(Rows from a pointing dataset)
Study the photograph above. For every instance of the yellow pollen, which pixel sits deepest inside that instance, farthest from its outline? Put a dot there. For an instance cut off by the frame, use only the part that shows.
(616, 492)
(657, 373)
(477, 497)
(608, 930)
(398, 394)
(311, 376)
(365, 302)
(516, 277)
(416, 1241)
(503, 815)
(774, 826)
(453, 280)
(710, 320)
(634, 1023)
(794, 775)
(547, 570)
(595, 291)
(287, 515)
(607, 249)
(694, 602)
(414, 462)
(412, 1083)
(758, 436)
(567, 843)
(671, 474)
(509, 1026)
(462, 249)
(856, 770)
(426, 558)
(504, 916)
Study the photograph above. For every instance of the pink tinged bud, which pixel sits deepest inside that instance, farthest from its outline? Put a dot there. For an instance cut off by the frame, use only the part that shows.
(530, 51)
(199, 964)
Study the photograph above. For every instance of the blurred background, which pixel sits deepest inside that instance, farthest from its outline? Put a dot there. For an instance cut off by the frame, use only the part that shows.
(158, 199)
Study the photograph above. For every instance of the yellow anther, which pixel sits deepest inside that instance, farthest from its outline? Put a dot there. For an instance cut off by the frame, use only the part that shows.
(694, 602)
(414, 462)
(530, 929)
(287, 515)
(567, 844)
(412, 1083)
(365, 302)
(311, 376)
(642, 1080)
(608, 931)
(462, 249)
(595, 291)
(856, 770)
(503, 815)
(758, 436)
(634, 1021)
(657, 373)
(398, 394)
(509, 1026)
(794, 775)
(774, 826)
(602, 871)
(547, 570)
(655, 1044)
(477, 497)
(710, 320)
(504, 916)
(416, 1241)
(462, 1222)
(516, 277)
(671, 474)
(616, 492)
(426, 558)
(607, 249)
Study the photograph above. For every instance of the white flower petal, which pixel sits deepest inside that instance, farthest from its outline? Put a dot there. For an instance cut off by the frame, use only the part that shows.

◆ What the exercise asks
Reproduce the entries from the line containing "yellow anther, which" through the last line of the entries, both included and requests included, and increase every coordinate in the answers by 91.

◆ Output
Study the photograph above. For every instance of the yellow anther, which pixel sits deepest inside that instance, farthest from its outline? Put a dot there. For an instance cut off by the frame, use only the part that shows.
(785, 693)
(505, 553)
(621, 1020)
(378, 606)
(658, 935)
(503, 1174)
(456, 393)
(402, 467)
(733, 1171)
(699, 1022)
(553, 340)
(686, 382)
(947, 861)
(594, 906)
(849, 527)
(725, 1112)
(748, 464)
(489, 485)
(600, 1117)
(885, 866)
(865, 917)
(693, 962)
(638, 661)
(746, 1135)
(568, 588)
(801, 411)
(595, 1007)
(507, 1332)
(553, 1313)
(607, 368)
(762, 565)
(707, 583)
(517, 649)
(698, 340)
Study the photograph above. For every instance of the white flower petal, which pixel sits deepest inside that instance, farthest from its outline? Put a dot there. For an instance cut off by the frame, use only the part that shows.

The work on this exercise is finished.